** begin Data excerpts **

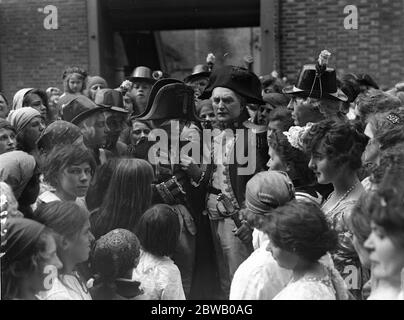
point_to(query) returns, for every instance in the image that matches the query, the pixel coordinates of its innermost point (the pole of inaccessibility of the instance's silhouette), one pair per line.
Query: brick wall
(32, 56)
(377, 47)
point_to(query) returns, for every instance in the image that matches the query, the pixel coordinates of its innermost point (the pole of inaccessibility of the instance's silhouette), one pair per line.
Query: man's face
(7, 141)
(4, 109)
(302, 112)
(226, 105)
(199, 85)
(75, 83)
(140, 92)
(94, 130)
(263, 114)
(139, 131)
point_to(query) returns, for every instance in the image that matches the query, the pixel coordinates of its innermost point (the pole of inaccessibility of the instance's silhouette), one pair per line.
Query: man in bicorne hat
(231, 88)
(142, 79)
(171, 109)
(316, 96)
(198, 79)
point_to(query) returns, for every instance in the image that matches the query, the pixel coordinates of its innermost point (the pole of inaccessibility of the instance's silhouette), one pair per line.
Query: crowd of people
(223, 185)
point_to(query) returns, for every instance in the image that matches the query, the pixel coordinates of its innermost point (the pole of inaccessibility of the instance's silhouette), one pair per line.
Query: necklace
(340, 199)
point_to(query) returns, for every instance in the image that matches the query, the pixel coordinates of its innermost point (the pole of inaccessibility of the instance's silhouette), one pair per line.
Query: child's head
(74, 80)
(72, 225)
(159, 230)
(299, 231)
(115, 255)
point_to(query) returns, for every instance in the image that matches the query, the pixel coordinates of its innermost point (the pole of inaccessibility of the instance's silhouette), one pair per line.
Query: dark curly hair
(359, 219)
(374, 101)
(63, 156)
(283, 115)
(24, 266)
(388, 128)
(391, 158)
(341, 142)
(293, 157)
(159, 230)
(78, 70)
(387, 205)
(302, 228)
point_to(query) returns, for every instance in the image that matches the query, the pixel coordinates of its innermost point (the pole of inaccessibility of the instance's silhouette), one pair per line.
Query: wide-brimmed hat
(142, 74)
(110, 98)
(276, 99)
(170, 99)
(80, 108)
(317, 81)
(240, 80)
(199, 71)
(153, 92)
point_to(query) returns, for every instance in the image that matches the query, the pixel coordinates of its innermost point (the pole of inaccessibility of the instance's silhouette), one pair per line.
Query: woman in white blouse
(158, 231)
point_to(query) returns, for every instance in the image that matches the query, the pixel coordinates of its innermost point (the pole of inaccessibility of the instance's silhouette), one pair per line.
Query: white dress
(329, 287)
(160, 278)
(69, 289)
(259, 277)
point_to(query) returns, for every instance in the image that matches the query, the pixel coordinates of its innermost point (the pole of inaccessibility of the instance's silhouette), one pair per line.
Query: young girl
(74, 80)
(299, 236)
(28, 125)
(68, 169)
(19, 170)
(158, 232)
(259, 277)
(128, 197)
(74, 239)
(385, 243)
(28, 255)
(286, 155)
(336, 149)
(115, 256)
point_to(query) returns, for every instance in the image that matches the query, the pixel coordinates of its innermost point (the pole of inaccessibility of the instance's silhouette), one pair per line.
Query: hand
(192, 169)
(244, 232)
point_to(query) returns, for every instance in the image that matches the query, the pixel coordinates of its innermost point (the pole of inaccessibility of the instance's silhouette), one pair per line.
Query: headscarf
(96, 80)
(58, 133)
(21, 236)
(4, 97)
(115, 253)
(20, 118)
(4, 124)
(268, 190)
(19, 98)
(17, 169)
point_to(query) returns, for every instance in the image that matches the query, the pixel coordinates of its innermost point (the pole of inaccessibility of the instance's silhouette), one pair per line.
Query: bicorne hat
(110, 98)
(240, 80)
(199, 71)
(317, 81)
(170, 99)
(142, 74)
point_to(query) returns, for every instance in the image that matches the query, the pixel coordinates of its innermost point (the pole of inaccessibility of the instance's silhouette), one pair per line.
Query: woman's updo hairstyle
(293, 157)
(302, 228)
(341, 142)
(387, 205)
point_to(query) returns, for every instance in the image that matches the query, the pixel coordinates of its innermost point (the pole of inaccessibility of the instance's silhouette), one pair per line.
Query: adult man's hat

** end Data excerpts **

Task to carry out → Gather every line of the material above that contains the word "woman" and list those lines.

Final result →
Query: woman in white blouse
Query: woman's updo hairstyle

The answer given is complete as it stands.